TESTO DI LETTURA:

A mio avviso, le nobili ambizioni di cui sopra possono essere raggiunte se il soggetto della politica estera non è solo e non tanto il diplomatico o il politico, ma soprattutto il cittadino. I diplomatici e i politici tendono ad avere una comprensione relativamente ristretta di ciò che percepiscono come interesse nazionale e sono vincolati da procedure e regolamenti. Anche se hanno nelle loro mani il potere politico, vi sono evidenti limiti a ciò che possono ottenere in ambito regionale quando auspicano la sincronizzazione della regione “dal basso” come nel Gruppo di Visegrad o nll’Europa occidentale in vari momenti storici della recente politica internazionale.
Negli anni i Balcani hanno subito una certa regionalizzazione e ampiamento della cooperazione di imprese/capitali, o di ONG filo-occidentali incapaci di far comprendere il loro ottimo lavoro alla gente comune.E’ quindi necessario oggi iniziare un processo di regionalizzazione dei cittadini, perché proprio quest’ultime detengono il maggior potenziale per cambiare se stesse e le loro societa’. Nonostante i cittadini non sono vincolati da gerarchie visibili e hanno una maggiore libertà e flessibilità d’azione, possono trovarsi in disaccordo con molte decisioni delle loro classi dirigenti. Loro possono consentire un futuro cambiamento politico e aumentare il potenziale nelle relazioni bilaterali e regionali. Sempre loro hanno la capacità di iniettare dinamismo nelle relazioni bilaterali e regionali e dare spessore a qualsiasi sforzo delle élite per migliorarle. I cittadini possono ridare una dimensione umana a ciò che altrimenti rimarrebbe troppo tecnocratico o guidato dagli interessi economici. E credo che la “politica estera” della Bulgaria, una politica estera guidata dalla società, potrà davvero cambiare solo quando i bulgari ne diventeranno gli attori e gli attuatori principali.
Obiettivi e strategie di una politica estera non egemonica
La politica estera è spesso espressione delle realtà interne, ma potrebbe essere vero anche il contrario. L’esperienza all’estero potrebbe risultare cruciale per apportare cambiamenti alla società bulgara con l’energia proveniente dall’esterno.
Una politica estera non egemonica, guidata dai cittadini e caratterizzata da una sincera curiosità e interesse nel comprendere e agire insieme al vicino/Altro, promuoverebbe anche relazioni non egemoniche nella società bulgara. È giunto il momento di permettere alle esperienze di atteggiamenti favorevoli e contrari di uscire dalla loro statica disposizione identitaria e di diventare dinamiche, autoriflessive, autocritiche, influenzate dalla realtà in evoluzione e orientate al cambiamento.

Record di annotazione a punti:
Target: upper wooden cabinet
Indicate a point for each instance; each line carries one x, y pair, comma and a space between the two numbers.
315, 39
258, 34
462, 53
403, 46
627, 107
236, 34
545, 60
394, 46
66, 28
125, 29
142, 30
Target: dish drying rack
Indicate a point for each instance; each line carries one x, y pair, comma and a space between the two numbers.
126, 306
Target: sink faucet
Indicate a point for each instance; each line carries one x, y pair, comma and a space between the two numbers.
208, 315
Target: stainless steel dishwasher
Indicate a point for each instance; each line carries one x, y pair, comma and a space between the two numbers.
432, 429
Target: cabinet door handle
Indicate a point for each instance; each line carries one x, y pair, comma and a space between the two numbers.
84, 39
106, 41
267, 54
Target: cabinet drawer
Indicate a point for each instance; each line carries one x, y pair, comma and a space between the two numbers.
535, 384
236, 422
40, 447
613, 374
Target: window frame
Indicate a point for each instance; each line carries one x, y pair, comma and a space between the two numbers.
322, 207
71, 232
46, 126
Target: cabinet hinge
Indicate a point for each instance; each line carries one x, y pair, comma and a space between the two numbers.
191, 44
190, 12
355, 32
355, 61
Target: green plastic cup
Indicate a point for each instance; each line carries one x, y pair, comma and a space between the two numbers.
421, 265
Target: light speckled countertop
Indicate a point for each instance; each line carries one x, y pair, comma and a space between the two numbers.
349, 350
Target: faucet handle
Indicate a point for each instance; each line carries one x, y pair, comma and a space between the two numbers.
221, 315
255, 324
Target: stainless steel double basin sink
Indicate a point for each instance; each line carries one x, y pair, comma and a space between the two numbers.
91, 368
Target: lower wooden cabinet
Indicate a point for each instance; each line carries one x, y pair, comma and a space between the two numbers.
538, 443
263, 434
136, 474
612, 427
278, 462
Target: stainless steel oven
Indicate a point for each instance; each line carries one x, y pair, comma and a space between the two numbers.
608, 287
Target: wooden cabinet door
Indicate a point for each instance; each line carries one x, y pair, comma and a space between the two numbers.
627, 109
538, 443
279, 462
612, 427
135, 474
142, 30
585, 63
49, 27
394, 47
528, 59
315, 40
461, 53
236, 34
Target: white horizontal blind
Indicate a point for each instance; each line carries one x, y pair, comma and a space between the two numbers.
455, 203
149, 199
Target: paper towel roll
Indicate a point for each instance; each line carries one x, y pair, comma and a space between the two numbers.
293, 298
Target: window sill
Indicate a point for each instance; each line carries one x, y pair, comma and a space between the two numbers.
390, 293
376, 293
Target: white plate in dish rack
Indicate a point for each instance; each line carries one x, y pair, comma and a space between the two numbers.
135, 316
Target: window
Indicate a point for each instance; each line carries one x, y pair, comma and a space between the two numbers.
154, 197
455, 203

...

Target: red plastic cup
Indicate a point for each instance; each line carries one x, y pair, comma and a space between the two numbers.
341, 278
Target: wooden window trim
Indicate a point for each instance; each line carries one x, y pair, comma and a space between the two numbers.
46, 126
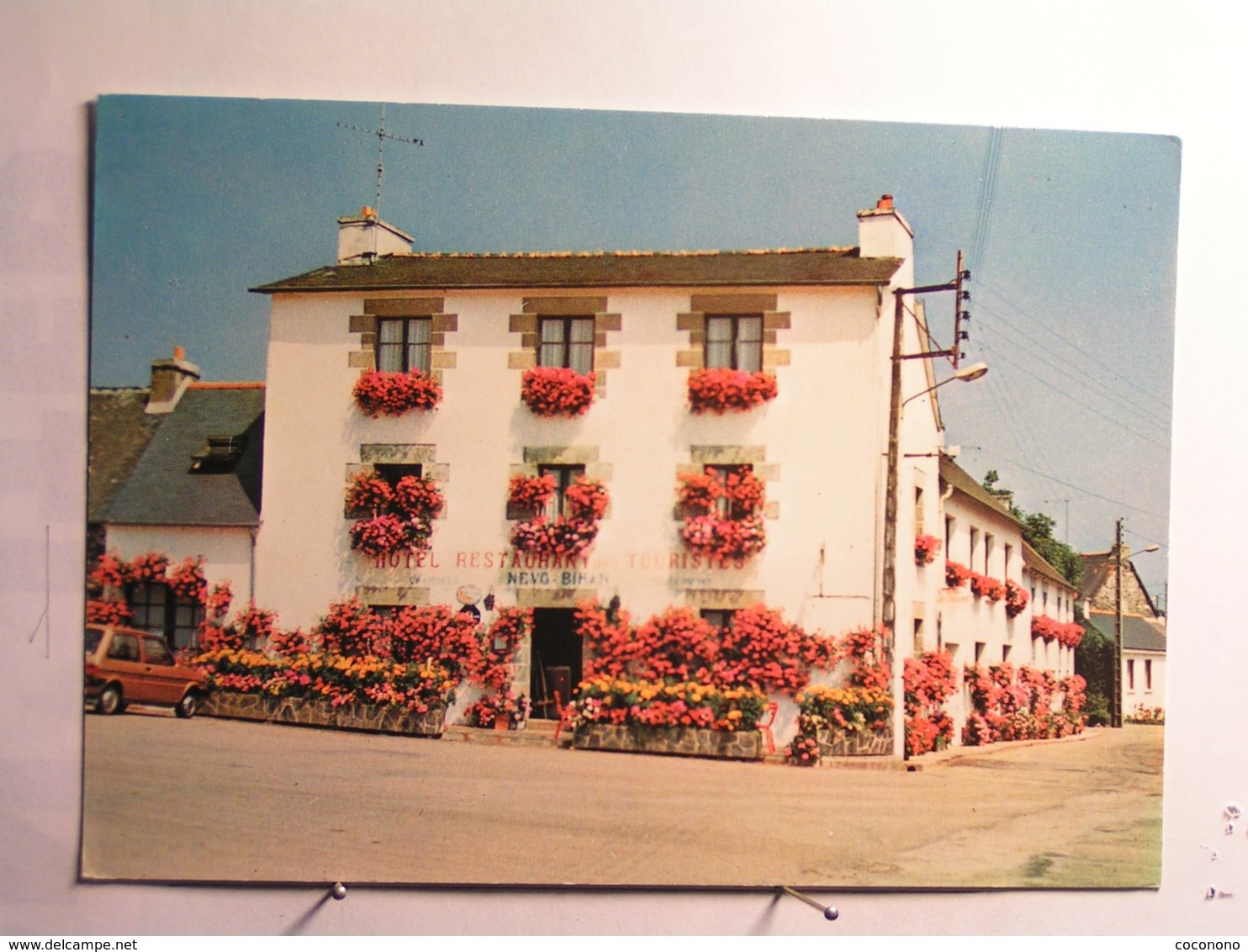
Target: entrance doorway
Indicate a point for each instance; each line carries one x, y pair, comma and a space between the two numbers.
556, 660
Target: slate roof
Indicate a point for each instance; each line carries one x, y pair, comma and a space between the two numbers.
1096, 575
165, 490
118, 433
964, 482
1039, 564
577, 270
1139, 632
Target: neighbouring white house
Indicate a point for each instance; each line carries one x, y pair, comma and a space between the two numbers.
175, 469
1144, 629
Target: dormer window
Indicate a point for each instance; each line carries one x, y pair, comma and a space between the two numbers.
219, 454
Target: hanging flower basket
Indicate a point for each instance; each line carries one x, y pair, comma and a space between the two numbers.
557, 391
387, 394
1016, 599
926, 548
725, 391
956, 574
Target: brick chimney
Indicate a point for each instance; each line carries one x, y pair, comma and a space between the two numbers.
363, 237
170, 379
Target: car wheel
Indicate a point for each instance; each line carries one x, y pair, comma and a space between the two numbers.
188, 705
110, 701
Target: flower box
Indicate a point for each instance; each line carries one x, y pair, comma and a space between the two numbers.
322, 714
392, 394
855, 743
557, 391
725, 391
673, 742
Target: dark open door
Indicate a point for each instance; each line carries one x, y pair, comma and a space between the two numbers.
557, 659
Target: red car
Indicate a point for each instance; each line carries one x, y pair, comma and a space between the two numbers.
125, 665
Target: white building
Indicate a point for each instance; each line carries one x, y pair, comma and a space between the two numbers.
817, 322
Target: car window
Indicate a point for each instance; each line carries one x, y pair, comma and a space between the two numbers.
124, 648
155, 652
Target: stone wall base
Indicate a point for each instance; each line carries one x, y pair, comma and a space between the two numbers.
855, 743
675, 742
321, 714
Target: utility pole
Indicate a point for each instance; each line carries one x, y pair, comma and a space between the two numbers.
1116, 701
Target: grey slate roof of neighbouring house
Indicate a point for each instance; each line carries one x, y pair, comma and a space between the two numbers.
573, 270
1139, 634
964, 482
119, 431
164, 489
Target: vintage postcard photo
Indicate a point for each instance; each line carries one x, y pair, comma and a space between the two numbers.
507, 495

ESERCIZIO 1: Riscrivi in forma di elenco breve il paragrafo del testo di lettura che comincia con "A mio avviso, le nobili ambizioni", conservandone i fatti principali.
ESERCIZIO 2: Stabilisci se ciascuna affermazione concorda con il testo di lettura, rispondendo sì o no e citando le parole del testo che lo decidono. (a) Le ONG filo-occidentali nei Balcani non sono riuscite a far comprendere il loro lavoro alla gente comune. (b) La politica estera è sempre espressione delle realtà interne. (c) Diplomatici e politici hanno una comprensione ampia dell'interesse nazionale.

RISPOSTA 1:
- Le nobili ambizioni si possono raggiungere se il soggetto della politica estera è soprattutto il cittadino, non solo il diplomatico o il politico.
- Diplomatici e politici hanno una comprensione relativamente ristretta dell'interesse nazionale e sono vincolati da procedure e regolamenti.
- Pur avendo il potere politico, incontrano limiti evidenti in ambito regionale quando auspicano una sincronizzazione della regione "dal basso", come nel Gruppo di Visegrad o nell'Europa occidentale.

RISPOSTA 2:
(a) Sì: "ONG filo-occidentali incapaci di far comprendere il loro ottimo lavoro alla gente comune".
(b) No: "La politica estera è spesso espressione delle realtà interne".
(c) No: "tendono ad avere una comprensione relativamente ristretta di ciò che percepiscono come interesse nazionale".